→ **Testo**

In Cina sono state sequestrate altre mining farm e quasi 4.000 macchine per il mining di Bitcoin e criptovalute con protocollo Pow. 

Continuano i sequestri di macchine per il mining di Bitcoin in Cina

bitcoin mining farm
Sequestrate in Cina circa 4.000 macchine per il mining di Bitcoin

Il paese ha vietato completamente il mining a maggio dello scorso anno, ed in un primo momento sembrava che fosse riuscita ad imporre lo stop totale in tutto il paese. 

Invece in seguito si è poi scoperto che diversi cinesi stavano continuando a minare Bitcoin in incognito, tanto che secondo alcune stime ancora oggi in Cina sarebbe allocato il 20% dell’hashrate mondiale. 

Quindi il Paese ha dovuto continuare a cercare e stanare i miner, così come accade anche in altri parti del mondo in cui il mining è vietato, per sequestrare le macchine. 

Un recente comunicato ufficiale della provincia del Guandong rivela che nel mese di marzo 2022 la città di Dongguan ha eseguito sul territorio ben 6.050 ispezioni, scovando 24 vere e proprie mining farm e 35 miner casalinghi, sequestrando quasi 3.000 macchine. 

Inoltre l’Ufficio per lo sviluppo e la riforma di Dongguan ha sequestrato una mining farm situata all’interno di un edificio industriale da 2.000 metri quadri in sub-affitto nella zona industriale di Yinmandi della città di Xiegang, dove hanno trovato e sequestrato circa mille macchine. 

Secondo i dati provenienti dall’analisi dei consumi energetici, questa singola mining farm da luglio 2021 avrebbe consumato almeno 900.000 MWh. Non sono invece stati rivelate le stime di quanti BTC siano riusciti a minare.

→ **Dati forniti**
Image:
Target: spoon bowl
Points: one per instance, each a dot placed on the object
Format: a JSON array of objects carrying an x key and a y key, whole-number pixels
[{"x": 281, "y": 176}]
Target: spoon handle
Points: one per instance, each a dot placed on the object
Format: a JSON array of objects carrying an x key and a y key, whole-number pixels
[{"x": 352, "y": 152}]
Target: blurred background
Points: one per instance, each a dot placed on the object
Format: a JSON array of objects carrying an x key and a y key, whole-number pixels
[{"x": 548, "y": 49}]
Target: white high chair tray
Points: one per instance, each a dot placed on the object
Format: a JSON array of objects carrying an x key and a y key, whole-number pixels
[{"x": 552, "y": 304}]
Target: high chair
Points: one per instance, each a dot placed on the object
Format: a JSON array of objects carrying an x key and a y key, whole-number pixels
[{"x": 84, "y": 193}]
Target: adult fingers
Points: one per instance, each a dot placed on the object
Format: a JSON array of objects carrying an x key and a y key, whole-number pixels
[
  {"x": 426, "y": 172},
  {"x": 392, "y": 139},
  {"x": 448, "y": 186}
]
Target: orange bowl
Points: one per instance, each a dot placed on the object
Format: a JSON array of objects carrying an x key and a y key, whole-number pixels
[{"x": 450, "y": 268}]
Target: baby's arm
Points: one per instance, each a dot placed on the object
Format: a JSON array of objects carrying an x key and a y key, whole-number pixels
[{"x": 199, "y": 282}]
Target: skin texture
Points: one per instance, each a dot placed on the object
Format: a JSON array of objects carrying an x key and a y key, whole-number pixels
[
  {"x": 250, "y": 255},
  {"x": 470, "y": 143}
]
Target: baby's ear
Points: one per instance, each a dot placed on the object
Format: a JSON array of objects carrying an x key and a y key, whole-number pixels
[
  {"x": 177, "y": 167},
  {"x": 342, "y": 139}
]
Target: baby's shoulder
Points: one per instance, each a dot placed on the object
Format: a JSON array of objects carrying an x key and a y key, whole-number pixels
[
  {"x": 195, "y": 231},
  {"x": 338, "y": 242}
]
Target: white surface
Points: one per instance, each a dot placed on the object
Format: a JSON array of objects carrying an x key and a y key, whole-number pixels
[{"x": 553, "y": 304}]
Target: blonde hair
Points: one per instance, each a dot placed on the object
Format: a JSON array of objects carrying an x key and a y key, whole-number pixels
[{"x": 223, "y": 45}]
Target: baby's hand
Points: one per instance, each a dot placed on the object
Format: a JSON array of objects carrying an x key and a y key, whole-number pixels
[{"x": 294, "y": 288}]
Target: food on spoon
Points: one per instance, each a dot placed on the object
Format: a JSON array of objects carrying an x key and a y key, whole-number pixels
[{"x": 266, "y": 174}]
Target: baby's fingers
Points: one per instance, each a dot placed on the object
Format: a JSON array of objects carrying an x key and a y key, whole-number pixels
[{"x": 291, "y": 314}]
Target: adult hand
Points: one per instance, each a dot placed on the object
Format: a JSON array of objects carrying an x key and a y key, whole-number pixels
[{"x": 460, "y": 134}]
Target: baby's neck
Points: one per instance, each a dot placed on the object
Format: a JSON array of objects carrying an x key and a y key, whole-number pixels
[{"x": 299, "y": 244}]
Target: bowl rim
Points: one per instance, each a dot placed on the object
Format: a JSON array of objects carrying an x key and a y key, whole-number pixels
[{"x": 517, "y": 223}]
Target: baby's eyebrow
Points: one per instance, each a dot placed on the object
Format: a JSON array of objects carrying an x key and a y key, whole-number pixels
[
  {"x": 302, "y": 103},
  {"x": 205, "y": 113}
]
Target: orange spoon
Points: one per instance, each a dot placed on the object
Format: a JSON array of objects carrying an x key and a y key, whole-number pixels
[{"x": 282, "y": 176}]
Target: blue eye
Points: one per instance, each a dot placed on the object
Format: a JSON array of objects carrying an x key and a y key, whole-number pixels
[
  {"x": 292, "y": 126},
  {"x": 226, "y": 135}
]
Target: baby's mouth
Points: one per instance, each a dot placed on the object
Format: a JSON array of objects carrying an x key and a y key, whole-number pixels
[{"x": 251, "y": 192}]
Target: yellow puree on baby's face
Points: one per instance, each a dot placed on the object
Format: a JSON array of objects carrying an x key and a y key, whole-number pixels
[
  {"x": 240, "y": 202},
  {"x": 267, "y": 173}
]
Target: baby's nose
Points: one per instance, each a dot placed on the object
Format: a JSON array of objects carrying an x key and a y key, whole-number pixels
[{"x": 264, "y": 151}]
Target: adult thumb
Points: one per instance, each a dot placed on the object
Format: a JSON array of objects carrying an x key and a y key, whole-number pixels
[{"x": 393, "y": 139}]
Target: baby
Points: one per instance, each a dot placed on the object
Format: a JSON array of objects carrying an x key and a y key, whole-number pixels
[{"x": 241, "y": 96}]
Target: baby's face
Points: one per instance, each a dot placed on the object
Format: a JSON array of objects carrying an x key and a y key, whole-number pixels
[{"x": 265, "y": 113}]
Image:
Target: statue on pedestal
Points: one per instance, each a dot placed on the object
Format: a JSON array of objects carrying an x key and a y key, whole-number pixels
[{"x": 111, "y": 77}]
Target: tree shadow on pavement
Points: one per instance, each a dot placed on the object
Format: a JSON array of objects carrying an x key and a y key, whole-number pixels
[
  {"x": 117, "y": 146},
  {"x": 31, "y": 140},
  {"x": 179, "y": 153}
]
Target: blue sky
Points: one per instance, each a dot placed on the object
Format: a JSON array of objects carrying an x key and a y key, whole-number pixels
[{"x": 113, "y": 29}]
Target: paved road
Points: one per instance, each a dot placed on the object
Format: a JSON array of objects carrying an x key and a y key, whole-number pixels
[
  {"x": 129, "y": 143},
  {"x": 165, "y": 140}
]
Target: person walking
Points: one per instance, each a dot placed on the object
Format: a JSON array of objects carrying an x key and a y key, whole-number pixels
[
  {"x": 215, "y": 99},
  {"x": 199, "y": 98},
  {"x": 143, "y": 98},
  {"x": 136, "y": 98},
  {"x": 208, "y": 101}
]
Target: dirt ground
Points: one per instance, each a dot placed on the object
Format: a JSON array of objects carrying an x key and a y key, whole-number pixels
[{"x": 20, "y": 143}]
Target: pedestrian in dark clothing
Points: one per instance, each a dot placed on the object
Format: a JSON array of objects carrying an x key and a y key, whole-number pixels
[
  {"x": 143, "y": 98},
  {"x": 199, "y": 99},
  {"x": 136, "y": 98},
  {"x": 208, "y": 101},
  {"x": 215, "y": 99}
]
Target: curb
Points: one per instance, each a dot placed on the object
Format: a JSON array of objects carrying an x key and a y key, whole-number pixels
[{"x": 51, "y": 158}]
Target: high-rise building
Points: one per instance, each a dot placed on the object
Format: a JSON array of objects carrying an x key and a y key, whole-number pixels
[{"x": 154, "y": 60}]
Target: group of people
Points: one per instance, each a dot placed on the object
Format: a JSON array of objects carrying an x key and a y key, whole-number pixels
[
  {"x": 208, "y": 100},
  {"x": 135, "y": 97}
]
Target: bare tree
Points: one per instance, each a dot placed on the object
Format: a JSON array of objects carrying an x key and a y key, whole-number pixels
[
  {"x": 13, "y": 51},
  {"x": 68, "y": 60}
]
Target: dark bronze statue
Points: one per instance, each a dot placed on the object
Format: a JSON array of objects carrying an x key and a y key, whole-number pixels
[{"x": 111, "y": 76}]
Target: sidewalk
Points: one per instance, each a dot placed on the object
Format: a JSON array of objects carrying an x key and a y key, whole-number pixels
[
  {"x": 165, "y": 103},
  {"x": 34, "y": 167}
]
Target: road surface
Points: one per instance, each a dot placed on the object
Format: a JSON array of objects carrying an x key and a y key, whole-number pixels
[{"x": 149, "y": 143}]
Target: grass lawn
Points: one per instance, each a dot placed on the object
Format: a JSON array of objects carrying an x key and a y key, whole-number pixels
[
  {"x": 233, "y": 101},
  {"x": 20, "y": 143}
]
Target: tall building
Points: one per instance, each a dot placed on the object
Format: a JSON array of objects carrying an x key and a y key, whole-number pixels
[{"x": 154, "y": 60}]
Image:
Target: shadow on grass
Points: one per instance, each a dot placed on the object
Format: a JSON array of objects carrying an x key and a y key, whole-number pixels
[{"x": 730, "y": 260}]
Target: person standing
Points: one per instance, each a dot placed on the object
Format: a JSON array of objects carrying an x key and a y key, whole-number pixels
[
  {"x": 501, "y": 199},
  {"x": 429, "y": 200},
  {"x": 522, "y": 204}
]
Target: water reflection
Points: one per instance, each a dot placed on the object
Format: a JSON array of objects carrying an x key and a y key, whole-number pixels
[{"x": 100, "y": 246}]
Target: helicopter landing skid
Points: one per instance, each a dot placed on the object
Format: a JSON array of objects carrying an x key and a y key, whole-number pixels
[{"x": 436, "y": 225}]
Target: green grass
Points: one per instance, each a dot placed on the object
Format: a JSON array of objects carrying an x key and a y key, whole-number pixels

→ **Compiti proposti**
• A. Trascriva dall'articolo sul mining di Bitcoin in Cina il passo da "In Cina sono" a "tutto il paese.".
• B. Scriva il seguito dell'articolo sui sequestri di macchine per il mining in Cina, proseguendo dopo la sua ultima frase.

→ **Risultati**
• A.
In Cina sono state sequestrate altre mining farm e quasi 4.000 macchine per il mining di Bitcoin e criptovalute con protocollo Pow. 

Continuano i sequestri di macchine per il mining di Bitcoin in Cina

bitcoin mining farm
Sequestrate in Cina circa 4.000 macchine per il mining di Bitcoin

Il paese ha vietato completamente il mining a maggio dello scorso anno, ed in un primo momento sembrava che fosse riuscita ad imporre lo stop totale in tutto il paese.

• B.
Da notare che questa mining farm illegale è stata aperta due mesi dopo il ban, quindi è possibile che in un primo momento in Cina quasi tutti i miner abbiano cessato le attività, per poi riprenderle clandestinamente in un secondo momento. 

D’altronde il mercato crypto cinese nonostante tutto non si è mai completamente bloccato, nemmeno dopo il divieto di fare trading sugli exchange, e questo indica chiaramente come sia difficile anche per un governo molto autoritario come quello cinese fermare le criptovalute. 

Non è stato nemmeno reso noto se siano stati sequestrati dei Bitcoin e cosa le autorità potrebbero farci con gli eventuali BTC sequestrati. Comunque in genere i Bitcoin sequestrati vengono venduti all’asta relativamente in fretta dalle autorità in modo da incassare valuta fiat. 

Il comunicato ufficiale dichiara anche che la città di Dongguan vuole far rispettare rigidamente la legge anti-mining del Paese, mantenendo elevata la pressione sui miner di criptovalute. 

Le pressioni della legge cinese anti-mining

A questo punto c’è da attendersi che questa specie di lotta tra miner abusivi ed autorità possa continuare a lungo in Cina, dato che ormai sono almeno cinque anni che la Cina vorrebbe mettere i bastoni fra le ruote a chi usa o sfrutta le criptovalute, senza però esserci ancora riuscita del tutto. 

Gli Stati possono limitare anche molto le attività crypto, ma non sono affatto in grado di arrestarle del tutto. Fintantoché vi saranno al mondo Stati crypto-friendly sarà impossibile arrestare completamente lo scambio e l’utilizzo. 

E visto che ormai esiste addirittura uno Stato in cui Bitcoin è stato dichiarato valuta a corso legale (e quindi forzoso) in questo momento è inimmaginabile che il loro utilizzo possa realmente essere arrestato. 

L’unica alternativa per gli Stati che accettano questa situazione, senza illudersi di poterla modificare, è quella di regolamentare l’utilizzo con leggi che possano essere facilmente rispettate dai cittadini o di arrendersi e lasciarle circolare liberamente. 

In ciò la Cina molto probabilmente sta perdendo una battaglia persa già in partenza. 

Marco Cavicchioli
Marco Cavicchioli
"Classe 1975, Marco è stato il primo a fare divulgazione su YouTube in Italia riguardo Bitcoin. Ha fondato ilBitcoin.news ed il gruppo Facebook "Bitcoin Italia (aperto e senza scam)".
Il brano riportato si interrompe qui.